#### [EXERCISE]
Could you write out the whole listing exactly as it appears?

#### [SUPPLIED MATERIAL]
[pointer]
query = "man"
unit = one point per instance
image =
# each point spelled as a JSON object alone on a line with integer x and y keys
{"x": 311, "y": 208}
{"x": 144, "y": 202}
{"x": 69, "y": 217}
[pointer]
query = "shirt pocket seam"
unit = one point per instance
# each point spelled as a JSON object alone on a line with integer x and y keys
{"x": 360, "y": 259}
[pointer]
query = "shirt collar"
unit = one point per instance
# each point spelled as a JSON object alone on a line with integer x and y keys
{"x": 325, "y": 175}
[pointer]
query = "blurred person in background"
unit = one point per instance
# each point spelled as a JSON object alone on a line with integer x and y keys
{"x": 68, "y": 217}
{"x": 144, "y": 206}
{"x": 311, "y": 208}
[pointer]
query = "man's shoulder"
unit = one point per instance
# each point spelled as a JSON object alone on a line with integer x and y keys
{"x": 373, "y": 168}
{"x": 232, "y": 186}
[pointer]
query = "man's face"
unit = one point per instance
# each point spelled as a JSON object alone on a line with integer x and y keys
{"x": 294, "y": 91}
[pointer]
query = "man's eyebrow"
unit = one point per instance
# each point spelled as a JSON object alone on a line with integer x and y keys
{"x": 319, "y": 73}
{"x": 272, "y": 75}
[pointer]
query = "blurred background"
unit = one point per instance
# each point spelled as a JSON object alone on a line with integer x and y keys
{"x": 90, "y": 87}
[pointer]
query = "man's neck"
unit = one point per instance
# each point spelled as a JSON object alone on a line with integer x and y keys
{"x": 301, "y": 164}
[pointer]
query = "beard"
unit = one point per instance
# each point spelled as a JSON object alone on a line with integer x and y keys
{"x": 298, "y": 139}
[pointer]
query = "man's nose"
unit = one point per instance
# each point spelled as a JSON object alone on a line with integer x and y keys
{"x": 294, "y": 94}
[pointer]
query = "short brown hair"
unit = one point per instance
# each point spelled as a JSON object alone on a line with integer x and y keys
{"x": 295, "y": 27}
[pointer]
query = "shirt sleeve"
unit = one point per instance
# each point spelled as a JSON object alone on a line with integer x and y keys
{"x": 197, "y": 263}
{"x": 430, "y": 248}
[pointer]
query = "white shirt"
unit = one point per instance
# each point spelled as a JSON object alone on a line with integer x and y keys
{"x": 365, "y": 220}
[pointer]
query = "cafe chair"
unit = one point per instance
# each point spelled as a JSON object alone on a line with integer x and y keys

#### [RESPONSE TO THIS EXERCISE]
[pointer]
query = "man"
unit = one point per instance
image =
# each point spelled as a JSON object alone on a line with integer x and y keys
{"x": 311, "y": 208}
{"x": 144, "y": 202}
{"x": 69, "y": 217}
[pointer]
query = "shirt pocket seam"
unit = one point per instance
# each point spelled as a JSON object alone on a line with integer x and y keys
{"x": 360, "y": 259}
[pointer]
query = "shirt collar"
unit = one point per instance
# each point spelled as a JSON object alone on a line with integer x and y keys
{"x": 325, "y": 175}
[pointer]
query = "blurred person in background"
unit = one point per instance
# each point spelled as a JSON object alone on a line with integer x and y keys
{"x": 68, "y": 217}
{"x": 144, "y": 206}
{"x": 311, "y": 208}
[pointer]
query = "man's shoulder"
unit = one point per instance
# each point spelled as a JSON object alone on a line with integer x and y keys
{"x": 373, "y": 168}
{"x": 232, "y": 186}
[pointer]
query = "man's face"
unit = one point per instance
# each point spelled as a JSON object alone on a line with integer x and y keys
{"x": 294, "y": 91}
[pointer]
query = "man's eyebrow"
unit = one point per instance
# each point spelled as a JSON object alone on a line with integer x and y keys
{"x": 319, "y": 73}
{"x": 272, "y": 75}
[pointer]
query = "blurred background"
unit = one point per instance
# each point spelled as a JSON object alone on a line with integer x and y keys
{"x": 90, "y": 87}
[pointer]
query = "man's neck"
unit = one point per instance
# each point spelled as a JSON object alone on a line with integer x and y keys
{"x": 301, "y": 164}
[pointer]
query = "beard"
unit = one point per instance
# each point spelled as a JSON object alone on a line with integer x and y keys
{"x": 298, "y": 139}
[pointer]
query = "man's nose"
unit = one point per instance
# each point spelled as a JSON object alone on a line with integer x and y keys
{"x": 294, "y": 94}
[pointer]
query = "short brown hair"
unit = one point per instance
# each point spelled as a JSON object alone on a line with integer x and y keys
{"x": 295, "y": 27}
[pointer]
query = "shirt sleeve"
unit = one point per instance
# each point spelled as a JSON object alone on a line with integer x and y keys
{"x": 197, "y": 263}
{"x": 430, "y": 248}
[pointer]
query = "white shirt"
unit = one point per instance
# each point spelled as a JSON object alone on a line with integer x and y keys
{"x": 365, "y": 220}
[pointer]
query = "cafe chair"
unit = one point per instance
# each point spelled as a JSON object alone on a line with integer x and y keys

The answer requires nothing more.